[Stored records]
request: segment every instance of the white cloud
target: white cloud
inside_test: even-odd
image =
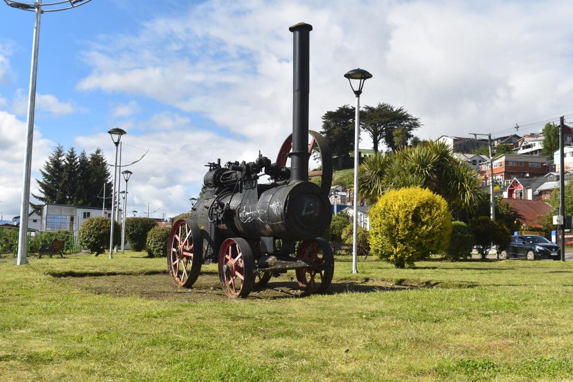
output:
[[[26,123],[16,116],[0,111],[0,199],[5,219],[19,215],[23,173]],[[54,142],[42,138],[37,127],[34,132],[32,145],[32,192],[38,194],[34,174],[44,164]]]
[[[172,113],[158,113],[131,129],[140,130],[144,134],[130,134],[128,131],[121,139],[126,143],[122,150],[124,164],[143,154],[144,151],[136,147],[150,149],[141,161],[122,169],[134,173],[129,183],[129,211],[146,211],[148,202],[162,206],[156,217],[163,212],[172,216],[188,211],[189,198],[198,194],[203,182],[206,168],[203,165],[217,158],[222,158],[223,163],[231,159],[256,158],[257,149],[252,143],[197,128],[189,119]],[[78,137],[76,142],[79,150],[85,149],[88,152],[101,147],[108,162],[112,163],[113,146],[107,134]],[[122,181],[122,188],[124,184]]]
[[[27,112],[28,107],[28,93],[24,92],[23,89],[18,89],[12,103],[12,110],[16,114],[22,115]],[[87,109],[77,106],[73,102],[60,101],[52,94],[36,93],[36,111],[51,116],[61,116],[76,112],[84,112]]]
[[[141,111],[141,108],[135,100],[127,103],[120,103],[114,106],[111,110],[112,117],[128,117],[136,114]]]
[[[417,135],[435,138],[570,109],[568,11],[558,1],[205,2],[93,43],[83,53],[91,72],[77,87],[146,96],[228,131],[199,130],[167,112],[136,125],[134,145],[155,153],[144,159],[142,202],[163,201],[176,212],[188,208],[179,186],[200,185],[205,162],[250,160],[258,149],[274,158],[290,132],[290,25],[314,27],[311,128],[320,129],[326,111],[354,103],[343,75],[358,67],[374,75],[363,105],[404,106],[424,124]]]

TASK OBJECTIVE — The data should be printed again unchanged; leave its pictures out.

TASK SOLUTION —
request: segment every instance of the white cloud
target: white cloud
inside_test: even-odd
image =
output:
[[[26,123],[16,116],[0,111],[0,199],[5,219],[19,215],[23,173]],[[54,142],[42,138],[37,127],[34,132],[32,145],[32,192],[38,194],[34,174],[44,164]]]
[[[172,113],[158,113],[131,129],[140,130],[144,134],[130,134],[128,131],[121,139],[126,143],[122,150],[124,164],[143,154],[144,151],[136,147],[150,149],[141,161],[122,169],[134,173],[129,183],[129,211],[146,211],[148,202],[162,206],[156,217],[163,212],[172,216],[188,211],[189,198],[198,194],[203,182],[206,168],[203,165],[217,158],[222,158],[223,163],[231,159],[256,158],[257,149],[252,143],[197,128],[189,119]],[[78,137],[76,142],[79,150],[85,149],[88,152],[101,147],[108,162],[112,163],[113,146],[107,134]],[[122,181],[122,188],[124,184]]]
[[[27,112],[28,107],[28,93],[24,92],[23,89],[18,89],[12,103],[12,110],[16,114],[22,115]],[[87,109],[77,106],[73,102],[60,101],[52,94],[36,93],[36,111],[51,116],[61,116],[76,112],[84,112]]]
[[[141,111],[141,108],[135,100],[127,103],[120,103],[114,106],[111,110],[112,117],[128,117],[136,114]]]
[[[417,135],[435,138],[570,109],[568,11],[558,1],[205,2],[93,43],[83,53],[91,72],[77,87],[146,96],[228,131],[199,130],[167,112],[136,125],[134,145],[155,153],[144,159],[142,202],[163,201],[176,212],[188,208],[179,186],[200,185],[205,162],[250,160],[258,149],[274,158],[290,132],[290,25],[314,27],[311,128],[320,129],[326,111],[354,103],[343,75],[358,67],[374,75],[363,105],[404,106],[424,124]]]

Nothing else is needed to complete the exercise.